= WHAT YOU ARE ASKED TO DO =
For the data below, please report each line where the word "fence" is found.

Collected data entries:
--- --- ---

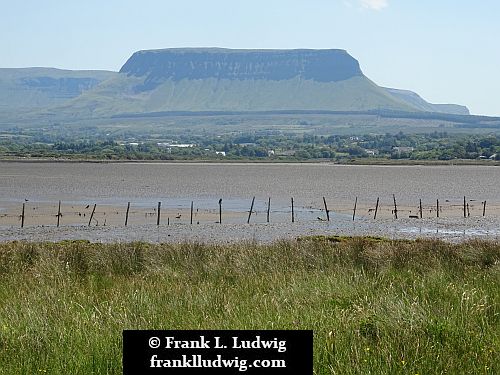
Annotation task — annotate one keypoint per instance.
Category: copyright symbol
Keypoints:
(154, 342)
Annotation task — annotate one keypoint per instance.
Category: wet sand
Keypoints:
(110, 186)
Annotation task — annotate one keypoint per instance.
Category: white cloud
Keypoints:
(375, 4)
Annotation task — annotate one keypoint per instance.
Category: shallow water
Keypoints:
(148, 182)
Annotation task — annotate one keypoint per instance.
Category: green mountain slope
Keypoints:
(236, 80)
(206, 79)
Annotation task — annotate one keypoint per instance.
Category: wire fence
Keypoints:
(235, 211)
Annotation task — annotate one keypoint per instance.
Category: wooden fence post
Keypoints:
(126, 214)
(58, 213)
(92, 214)
(395, 207)
(191, 221)
(326, 210)
(22, 216)
(268, 208)
(250, 212)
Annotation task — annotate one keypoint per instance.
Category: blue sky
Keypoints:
(447, 51)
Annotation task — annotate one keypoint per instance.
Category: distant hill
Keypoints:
(416, 101)
(29, 88)
(208, 79)
(237, 80)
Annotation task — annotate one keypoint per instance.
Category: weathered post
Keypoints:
(250, 212)
(92, 214)
(126, 214)
(326, 210)
(395, 207)
(220, 211)
(58, 214)
(268, 208)
(191, 221)
(22, 216)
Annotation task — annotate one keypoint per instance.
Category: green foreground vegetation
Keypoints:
(376, 306)
(262, 146)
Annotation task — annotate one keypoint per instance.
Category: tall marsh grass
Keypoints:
(376, 306)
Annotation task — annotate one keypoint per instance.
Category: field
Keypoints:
(376, 306)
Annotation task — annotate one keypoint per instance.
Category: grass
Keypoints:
(376, 306)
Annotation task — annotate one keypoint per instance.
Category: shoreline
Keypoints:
(353, 162)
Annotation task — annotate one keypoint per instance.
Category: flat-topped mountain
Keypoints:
(272, 65)
(211, 79)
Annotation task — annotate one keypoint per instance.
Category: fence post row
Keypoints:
(466, 210)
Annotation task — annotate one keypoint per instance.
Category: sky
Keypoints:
(445, 50)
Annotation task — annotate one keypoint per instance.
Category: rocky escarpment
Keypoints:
(175, 64)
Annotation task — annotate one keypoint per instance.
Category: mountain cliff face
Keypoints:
(209, 79)
(215, 79)
(272, 65)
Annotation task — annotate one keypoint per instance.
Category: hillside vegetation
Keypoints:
(376, 306)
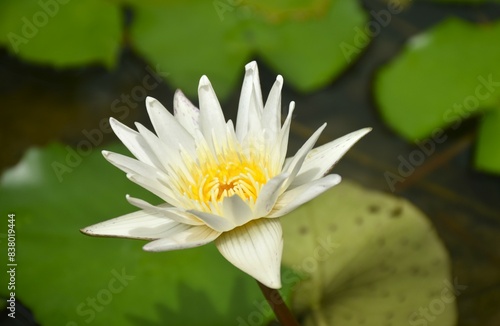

--- --- ---

= RESPONSE TO THIS TASK =
Category: wire fence
Category: wooden fence post
Category: fence post row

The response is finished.